=== Data for the task ===

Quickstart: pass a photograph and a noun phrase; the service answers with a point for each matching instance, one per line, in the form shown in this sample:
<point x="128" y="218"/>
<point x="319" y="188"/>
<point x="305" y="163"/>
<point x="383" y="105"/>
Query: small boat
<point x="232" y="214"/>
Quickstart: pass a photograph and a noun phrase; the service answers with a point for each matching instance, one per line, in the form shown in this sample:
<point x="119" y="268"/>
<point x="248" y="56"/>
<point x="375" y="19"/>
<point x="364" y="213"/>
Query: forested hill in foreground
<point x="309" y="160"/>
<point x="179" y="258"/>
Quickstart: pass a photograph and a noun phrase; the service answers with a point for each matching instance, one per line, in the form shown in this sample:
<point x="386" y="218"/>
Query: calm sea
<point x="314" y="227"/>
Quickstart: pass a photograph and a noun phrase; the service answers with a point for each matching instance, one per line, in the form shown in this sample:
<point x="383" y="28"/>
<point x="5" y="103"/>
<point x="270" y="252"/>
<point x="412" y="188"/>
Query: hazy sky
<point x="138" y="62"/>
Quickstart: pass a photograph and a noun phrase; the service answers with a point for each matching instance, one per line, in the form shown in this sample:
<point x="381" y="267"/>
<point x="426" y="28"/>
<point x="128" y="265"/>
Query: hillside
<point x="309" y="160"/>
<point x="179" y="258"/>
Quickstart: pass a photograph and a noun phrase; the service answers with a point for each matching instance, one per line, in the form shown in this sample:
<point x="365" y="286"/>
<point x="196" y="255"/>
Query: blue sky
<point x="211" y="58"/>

===

When you reach the line containing "Query: hillside" in the listing, transcribe it and every line after it exactly, through the last line, and add nothing.

> _Solution to this task_:
Query: hillside
<point x="309" y="160"/>
<point x="179" y="258"/>
Quickstart: pass a photograph and a noun phrase; the service answers with a point for each matching instance, one per line, in the form shown in this sample:
<point x="365" y="286"/>
<point x="196" y="255"/>
Query: blue sky
<point x="211" y="58"/>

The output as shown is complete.